Available data

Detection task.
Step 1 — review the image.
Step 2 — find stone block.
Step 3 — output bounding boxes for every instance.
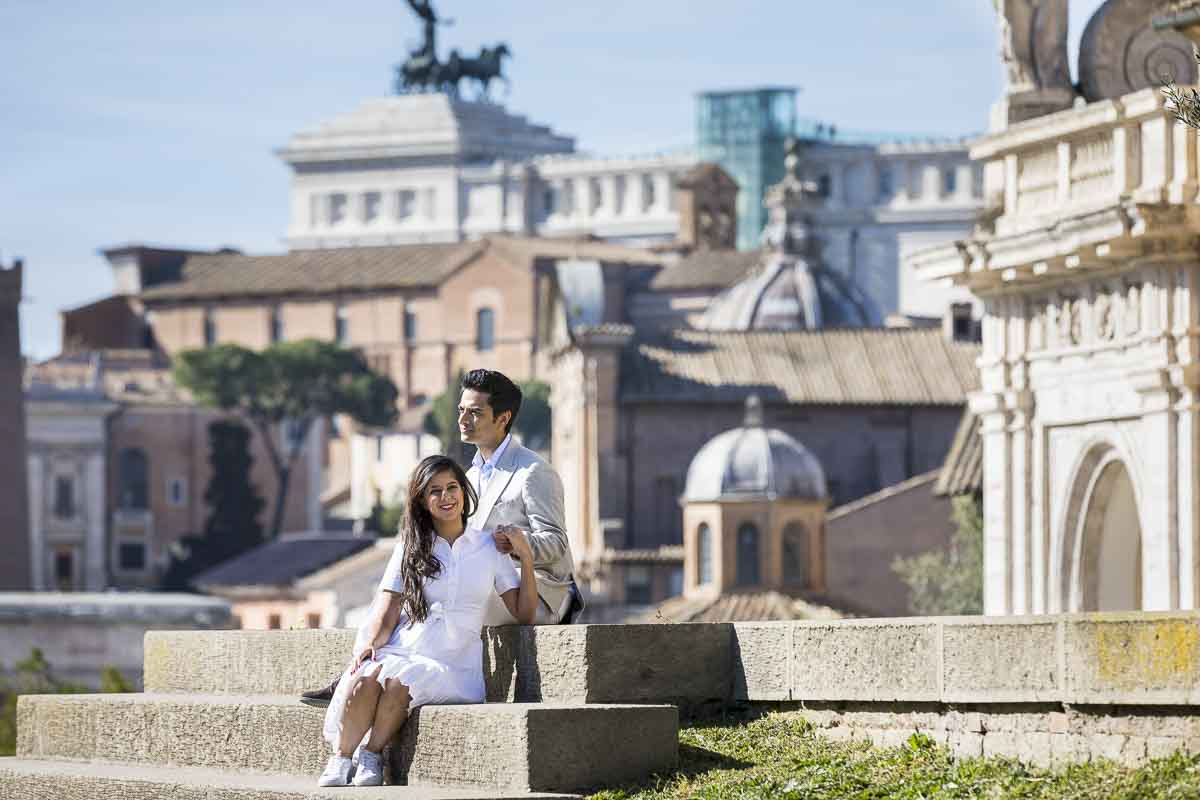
[791,620,939,702]
[396,704,678,792]
[1048,711,1070,733]
[981,732,1020,759]
[1062,615,1200,704]
[731,622,790,701]
[1090,733,1128,762]
[1147,736,1184,760]
[143,629,353,694]
[1017,732,1052,766]
[949,732,984,760]
[0,759,578,799]
[16,693,676,792]
[149,625,731,708]
[941,619,1060,703]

Aim of the task
Give the records a second time exactly, keeping the images out.

Solution for this exercise
Detection task.
Step 1 — review the image.
Step 2 — find stone block.
Step 3 — output bounding boxes for every instance.
[791,620,939,702]
[396,704,678,792]
[1048,711,1070,733]
[981,732,1020,759]
[1062,615,1200,704]
[731,622,790,701]
[1090,733,1128,762]
[1147,736,1184,760]
[143,629,353,694]
[1017,732,1052,766]
[949,732,984,760]
[0,759,578,799]
[16,693,676,792]
[149,625,731,708]
[941,619,1060,703]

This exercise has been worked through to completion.